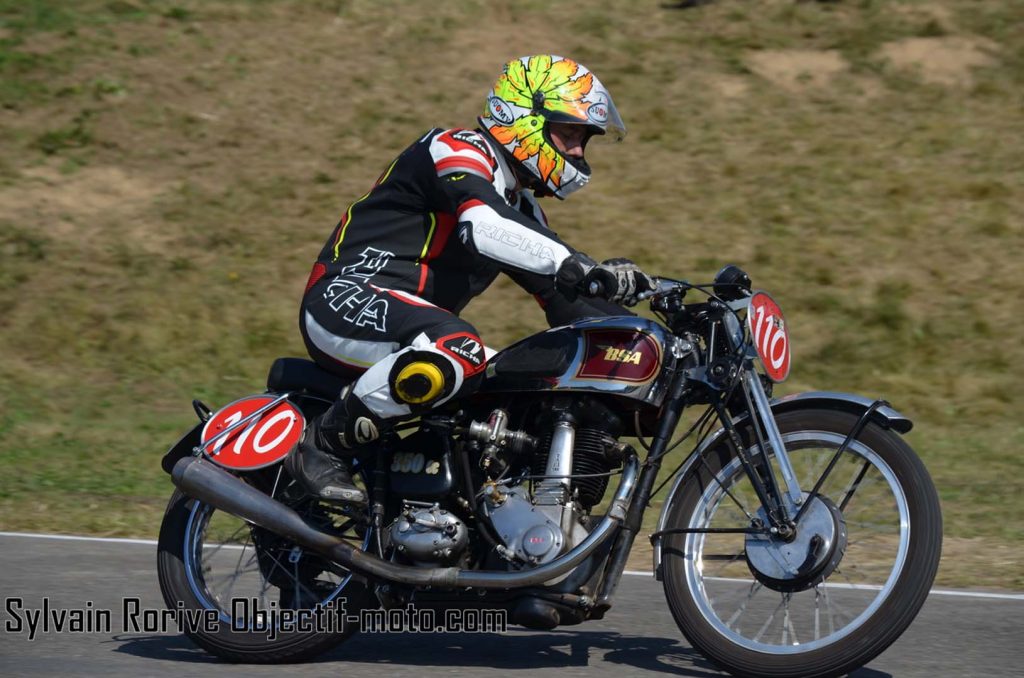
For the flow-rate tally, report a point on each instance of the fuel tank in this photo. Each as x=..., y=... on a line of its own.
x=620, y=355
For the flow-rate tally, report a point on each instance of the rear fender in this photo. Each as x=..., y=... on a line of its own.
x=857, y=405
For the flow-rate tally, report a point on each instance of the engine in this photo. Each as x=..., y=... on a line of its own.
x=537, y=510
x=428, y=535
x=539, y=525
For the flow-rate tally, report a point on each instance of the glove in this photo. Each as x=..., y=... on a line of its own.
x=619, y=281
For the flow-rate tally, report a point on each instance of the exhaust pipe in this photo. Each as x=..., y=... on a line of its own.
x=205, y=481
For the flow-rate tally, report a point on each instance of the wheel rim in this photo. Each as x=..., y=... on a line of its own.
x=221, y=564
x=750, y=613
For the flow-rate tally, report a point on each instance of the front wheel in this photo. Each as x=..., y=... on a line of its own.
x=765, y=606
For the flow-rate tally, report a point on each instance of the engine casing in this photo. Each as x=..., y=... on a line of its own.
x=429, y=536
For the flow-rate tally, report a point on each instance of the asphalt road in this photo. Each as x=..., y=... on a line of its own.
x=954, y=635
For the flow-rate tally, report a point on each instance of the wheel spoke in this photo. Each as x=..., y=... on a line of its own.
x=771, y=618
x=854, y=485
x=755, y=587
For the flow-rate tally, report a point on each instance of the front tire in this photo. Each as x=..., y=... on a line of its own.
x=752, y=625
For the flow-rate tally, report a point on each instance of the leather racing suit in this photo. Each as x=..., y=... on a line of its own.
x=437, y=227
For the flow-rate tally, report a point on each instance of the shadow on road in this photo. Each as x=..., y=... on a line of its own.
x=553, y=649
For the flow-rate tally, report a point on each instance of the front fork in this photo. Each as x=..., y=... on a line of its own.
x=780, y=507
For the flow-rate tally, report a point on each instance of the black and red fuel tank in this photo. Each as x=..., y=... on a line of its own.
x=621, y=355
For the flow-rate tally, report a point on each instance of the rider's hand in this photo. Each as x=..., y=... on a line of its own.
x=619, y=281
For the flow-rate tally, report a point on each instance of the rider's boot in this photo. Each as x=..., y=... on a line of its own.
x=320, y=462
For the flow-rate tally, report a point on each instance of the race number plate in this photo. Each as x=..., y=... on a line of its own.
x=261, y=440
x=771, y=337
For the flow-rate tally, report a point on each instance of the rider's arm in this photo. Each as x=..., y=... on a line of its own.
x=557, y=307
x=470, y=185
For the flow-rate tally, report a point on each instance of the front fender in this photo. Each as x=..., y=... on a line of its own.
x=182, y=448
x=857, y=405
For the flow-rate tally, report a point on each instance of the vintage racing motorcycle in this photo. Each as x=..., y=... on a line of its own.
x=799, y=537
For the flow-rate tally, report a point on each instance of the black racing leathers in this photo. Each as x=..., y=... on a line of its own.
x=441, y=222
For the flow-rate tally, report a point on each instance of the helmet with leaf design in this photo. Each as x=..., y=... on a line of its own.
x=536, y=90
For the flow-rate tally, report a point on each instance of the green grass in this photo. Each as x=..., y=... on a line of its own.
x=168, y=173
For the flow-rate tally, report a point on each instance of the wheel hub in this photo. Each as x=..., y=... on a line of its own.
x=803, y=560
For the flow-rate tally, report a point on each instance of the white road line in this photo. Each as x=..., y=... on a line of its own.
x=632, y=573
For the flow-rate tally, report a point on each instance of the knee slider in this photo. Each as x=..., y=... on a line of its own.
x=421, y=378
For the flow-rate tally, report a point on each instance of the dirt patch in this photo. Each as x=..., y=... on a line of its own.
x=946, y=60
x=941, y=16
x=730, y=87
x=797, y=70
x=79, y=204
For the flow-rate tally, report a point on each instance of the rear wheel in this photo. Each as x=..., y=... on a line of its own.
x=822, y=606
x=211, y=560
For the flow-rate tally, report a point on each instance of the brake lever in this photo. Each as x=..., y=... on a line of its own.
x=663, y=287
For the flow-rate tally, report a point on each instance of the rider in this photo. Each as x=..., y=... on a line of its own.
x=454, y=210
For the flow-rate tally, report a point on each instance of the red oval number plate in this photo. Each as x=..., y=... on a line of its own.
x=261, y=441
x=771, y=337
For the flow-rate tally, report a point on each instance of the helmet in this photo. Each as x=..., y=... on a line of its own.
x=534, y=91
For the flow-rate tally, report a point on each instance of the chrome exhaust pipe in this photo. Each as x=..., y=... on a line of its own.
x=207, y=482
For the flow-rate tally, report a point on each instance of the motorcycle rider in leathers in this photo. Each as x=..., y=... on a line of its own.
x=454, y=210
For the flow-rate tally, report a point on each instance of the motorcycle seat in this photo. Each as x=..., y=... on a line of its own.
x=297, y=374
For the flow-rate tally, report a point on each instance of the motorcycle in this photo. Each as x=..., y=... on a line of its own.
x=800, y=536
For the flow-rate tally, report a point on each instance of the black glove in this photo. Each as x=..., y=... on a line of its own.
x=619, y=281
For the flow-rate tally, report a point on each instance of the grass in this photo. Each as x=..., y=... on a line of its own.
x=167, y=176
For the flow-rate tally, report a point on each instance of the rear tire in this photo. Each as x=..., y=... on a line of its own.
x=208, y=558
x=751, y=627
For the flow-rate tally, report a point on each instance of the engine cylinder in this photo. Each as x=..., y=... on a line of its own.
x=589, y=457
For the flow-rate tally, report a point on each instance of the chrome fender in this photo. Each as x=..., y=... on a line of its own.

_GIVEN REQUEST_
All of the entries above should be duplicated exactly, except for the pictures.

_TASK RESPONSE_
For the flow-rate tally, report a point on each instance of the fuel tank in this photo. Each as x=..., y=... on a line of its own.
x=620, y=355
For the flow-rate tally, report a point on each instance of the rear fender in this photo. Each as x=..., y=... on a line of its own.
x=857, y=405
For the flow-rate tally, report a point on each instance of the engine in this photo. Each as x=..., y=... on a line of its own.
x=537, y=510
x=428, y=535
x=539, y=525
For the flow-rate tally, report a point on each instance of the glove in this photo. Each as x=..., y=... on a line of its own.
x=619, y=281
For the flow-rate tally, report a point on each instance of the exhaust pipe in this photo. Each as x=..., y=... on a line of its own.
x=205, y=481
For the flow-rate tally, report a point on each instance of the wheel rim in this photo. Each as x=..., y=... on a line of its own.
x=221, y=564
x=750, y=613
For the flow-rate tally, report a point on each instance of the front wheel in this photo. Each as x=..., y=... on a line of its own.
x=765, y=606
For the flow-rate tally, report a point on each instance of the engine casing in this photo. Each as x=..., y=... on a line of its own.
x=429, y=536
For the flow-rate tally, report a point on each instance of the asphalt road in this photo. Each as x=..., y=... on a line of its own.
x=954, y=635
For the flow-rate tally, report a point on each instance of the wheel spoke in this photo. Each as x=..., y=... on a line of its own.
x=771, y=618
x=854, y=485
x=755, y=587
For the flow-rate tally, report a point on each instance of the front tire in this photo. Each as x=..., y=... on a line of its own.
x=752, y=625
For the flow-rate tally, report a point on each instance of the leather racing suit in this photo. Each as x=..., y=... on a line of its own.
x=437, y=227
For the flow-rate tally, report a point on each instance of the shadow on road in this photo. Each as x=..., y=... on a line of its own.
x=553, y=649
For the flow-rate tally, report a point on each instance of the front fork in this photo. Each as x=..., y=... on a line of its own.
x=780, y=507
For the flow-rate tally, report a point on each instance of the black and red fuel tank in this photo. Each as x=..., y=... on a line of its own.
x=621, y=355
For the flow-rate tally, report a point on each instance of the rider's hand in this photo. Each as x=..., y=... on a line of its own.
x=619, y=281
For the flow-rate tally, report a point on each instance of the rider's boot in this photo. Each as x=..., y=... on a line of its own.
x=320, y=462
For the flow-rate tally, report a point on each instance of the race number plate in this photo. Each as x=..., y=... on a line of its own.
x=261, y=440
x=771, y=337
For the flow-rate tally, report a point on each instance of the rider's arm in this photo. Each as x=..., y=... on a line of its own.
x=557, y=307
x=470, y=185
For the flow-rate tally, report a point on each instance of the front fender in this photo. Each as x=..., y=... on a line of its own.
x=182, y=448
x=857, y=405
For the flow-rate tally, report a point on each instance of the vintage racing motorcycle in this photo. Each as x=..., y=... on a line of its own.
x=799, y=537
For the flow-rate tally, report a point on each instance of the black racing leathers in this photo. Each as x=..., y=... on a line of its own.
x=441, y=222
For the flow-rate tally, report a point on each instance of the helmet with leaf design in this photo. Each as x=..., y=... on a line of its own.
x=536, y=90
For the flow-rate tally, report a point on each instance of the green grass in this photo. Each as x=..., y=... on a line of its own.
x=168, y=173
For the flow-rate tally, report a point on each instance of the wheel hub in this photo. Each as x=..., y=... on a line of its own.
x=803, y=560
For the flow-rate tally, report a point on each instance of the white road line in this photo. Each as x=..., y=... on a line of its own.
x=632, y=573
For the flow-rate tally, report a point on each instance of the knee slider in this photo. Each as x=..., y=... on a line of its own.
x=421, y=378
For the flow-rate tally, report a point on each instance of the dirt patch in this photo. Each as x=..., y=... on a line of its own.
x=946, y=60
x=941, y=16
x=730, y=87
x=797, y=70
x=79, y=204
For the flow-rate tally, report a point on each instance of the rear wheel in this photo. Each as x=..., y=... on a line of its own.
x=822, y=606
x=211, y=560
For the flow-rate tally, report a point on each instance of the brake lever in this photo. Each as x=..., y=... on a line of its own.
x=663, y=287
For the flow-rate tally, report a point on each instance of the rider in this photo. Each as x=..., y=... on a line of its own.
x=454, y=210
For the flow-rate tally, report a point on each instance of the red oval number plate in this photo. Each as x=..., y=... on a line of its own.
x=261, y=441
x=771, y=337
For the flow-rate tally, report a point on each instance of the helmet in this photo. Each as x=..., y=... on a line of its own.
x=534, y=91
For the flow-rate tally, report a point on each instance of the chrome exhaust pipe in this photo. Each as x=..., y=... on a line of its own.
x=207, y=482
For the flow-rate tally, report a point on each instance of the motorcycle rider in leathers in this photo. Each as x=..., y=... on a line of its own.
x=454, y=210
For the flow-rate tally, report a point on each instance of the motorcycle seat in this photo. Each as x=..., y=... on a line of its own.
x=297, y=374
For the flow-rate tally, report a point on each instance of the motorcycle in this photo. Each as x=..., y=... on a line of its own.
x=800, y=536
For the flow-rate tally, report a point on each instance of the black glove in this photo. Each as x=..., y=... on a line of its own.
x=619, y=281
For the flow-rate tally, report a point on each instance of the grass in this photo. Each as x=..., y=... on a line of its own.
x=167, y=176
For the flow-rate tally, report a point on each instance of the rear tire in this photo. Each as x=..., y=... on a line of its own.
x=208, y=558
x=751, y=627
For the flow-rate tally, report a point on each instance of the engine cylinder in this photo. Each as x=..., y=... on a line of its own.
x=589, y=457
For the flow-rate tally, report a point on each instance of the chrome fender in this photo. Each as x=..., y=... on a line of its own.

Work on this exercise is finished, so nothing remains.